··· TEXTO FORNECIDO

Não é o momento de eu anunciar posição pessoal, por que para um político detentor de mandato a escolha do presidente da República não é uma questão de foro íntimo. É uma questão política que envolve a representação do partido como um todo. A eleição de sua região, seu Estado, tudo isso eu devo considerar. A convenção do PMDB provavelmente vai definir mais o tempo de TV do que a destinação dos votos, estou convencido disso. Seja qual for a definição da convenção, os votos terão mais ou menos o mesmo destino, isto é, a divisão. Não saberei em que proporção porque é cedo ainda, mas acho que o PMDB estará dividido na eleição. O que a candidatura Dilma alimenta em relação ao PMDB é muito mais o tempo de TV do que os votos. Isso se aplica também a José Serra. Ele terá votos peemedebistas independentemente da decisão da convenção. O que vai se decidir, e é importante, é o tempo de TV.
Cezar Santos — Há pouco meses o ex-ministro Mangabeira Unger fez um périplo pelo País pregando a candidatura própria do PMDB. O sr. não considera até vexatório ao maior partido do País, de maior capilaridade, há tanto tempo não ter candidato à Presidência?

······
··· MATERIAL FORNECIDO

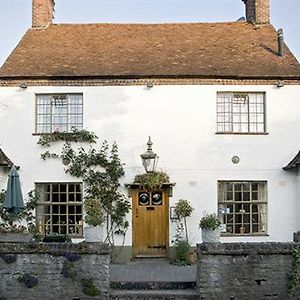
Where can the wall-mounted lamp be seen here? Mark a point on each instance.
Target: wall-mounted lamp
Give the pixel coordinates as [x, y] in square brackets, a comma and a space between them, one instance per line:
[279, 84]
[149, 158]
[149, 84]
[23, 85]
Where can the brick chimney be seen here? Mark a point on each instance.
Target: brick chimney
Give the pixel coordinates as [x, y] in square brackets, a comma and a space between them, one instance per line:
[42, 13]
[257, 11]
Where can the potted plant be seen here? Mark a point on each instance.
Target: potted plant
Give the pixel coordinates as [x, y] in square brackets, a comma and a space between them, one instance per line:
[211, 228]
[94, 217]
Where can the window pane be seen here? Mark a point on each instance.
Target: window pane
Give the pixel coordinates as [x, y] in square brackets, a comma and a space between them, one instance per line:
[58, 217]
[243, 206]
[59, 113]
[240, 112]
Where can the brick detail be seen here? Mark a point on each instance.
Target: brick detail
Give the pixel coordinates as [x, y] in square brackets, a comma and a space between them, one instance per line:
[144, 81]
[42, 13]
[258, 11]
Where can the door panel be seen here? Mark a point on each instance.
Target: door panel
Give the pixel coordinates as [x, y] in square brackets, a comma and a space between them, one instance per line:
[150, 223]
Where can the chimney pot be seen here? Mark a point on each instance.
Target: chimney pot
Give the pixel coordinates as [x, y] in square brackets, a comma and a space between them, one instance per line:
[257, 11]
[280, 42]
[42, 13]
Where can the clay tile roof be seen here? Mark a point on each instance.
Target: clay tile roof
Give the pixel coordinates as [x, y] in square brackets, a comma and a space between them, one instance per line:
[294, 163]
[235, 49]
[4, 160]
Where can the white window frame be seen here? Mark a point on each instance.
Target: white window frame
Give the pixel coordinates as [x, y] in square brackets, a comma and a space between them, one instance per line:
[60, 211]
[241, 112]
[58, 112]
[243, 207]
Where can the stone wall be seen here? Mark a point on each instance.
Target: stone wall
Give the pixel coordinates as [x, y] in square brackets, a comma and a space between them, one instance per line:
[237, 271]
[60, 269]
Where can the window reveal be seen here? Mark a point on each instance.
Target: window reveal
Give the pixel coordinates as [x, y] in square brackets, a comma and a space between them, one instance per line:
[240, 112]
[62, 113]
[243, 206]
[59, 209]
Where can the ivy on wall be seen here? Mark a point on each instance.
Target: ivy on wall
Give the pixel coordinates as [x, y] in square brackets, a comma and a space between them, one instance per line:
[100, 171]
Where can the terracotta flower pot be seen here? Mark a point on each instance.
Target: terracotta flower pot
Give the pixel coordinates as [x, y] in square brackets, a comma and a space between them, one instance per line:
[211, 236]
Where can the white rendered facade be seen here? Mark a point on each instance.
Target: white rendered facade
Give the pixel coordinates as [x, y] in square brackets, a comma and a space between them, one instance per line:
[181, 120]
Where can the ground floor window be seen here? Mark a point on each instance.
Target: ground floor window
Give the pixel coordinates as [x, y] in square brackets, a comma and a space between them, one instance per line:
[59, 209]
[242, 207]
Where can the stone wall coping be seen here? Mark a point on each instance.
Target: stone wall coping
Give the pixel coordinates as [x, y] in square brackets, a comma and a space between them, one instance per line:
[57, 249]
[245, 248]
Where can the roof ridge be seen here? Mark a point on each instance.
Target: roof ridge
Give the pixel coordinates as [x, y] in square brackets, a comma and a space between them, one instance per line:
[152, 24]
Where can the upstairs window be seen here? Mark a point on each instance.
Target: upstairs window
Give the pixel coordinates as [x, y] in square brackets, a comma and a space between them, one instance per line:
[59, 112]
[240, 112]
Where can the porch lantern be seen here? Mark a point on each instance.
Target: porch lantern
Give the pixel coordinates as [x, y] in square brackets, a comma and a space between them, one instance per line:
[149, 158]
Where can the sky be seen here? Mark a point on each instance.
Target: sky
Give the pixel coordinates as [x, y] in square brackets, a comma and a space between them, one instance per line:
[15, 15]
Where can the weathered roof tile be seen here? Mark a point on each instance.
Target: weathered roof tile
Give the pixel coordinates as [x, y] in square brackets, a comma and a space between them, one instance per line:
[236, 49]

······

TAREFAS
1. Transcreva palavra por palavra o trecho da entrevista que vai de "Cezar Santos —" a "candidato à Presidência?".
2. De acordo com a entrevista, o que a convenção do PMDB provavelmente vai definir mais do que a destinação dos votos?

SOLUÇÕES DETALHADAS
1.
Cezar Santos — Há pouco meses o ex-ministro Mangabeira Unger fez um périplo pelo País pregando a candidatura própria do PMDB. O sr. não considera até vexatório ao maior partido do País, de maior capilaridade, há tanto tempo não ter candidato à Presidência?

2. O tempo de TV.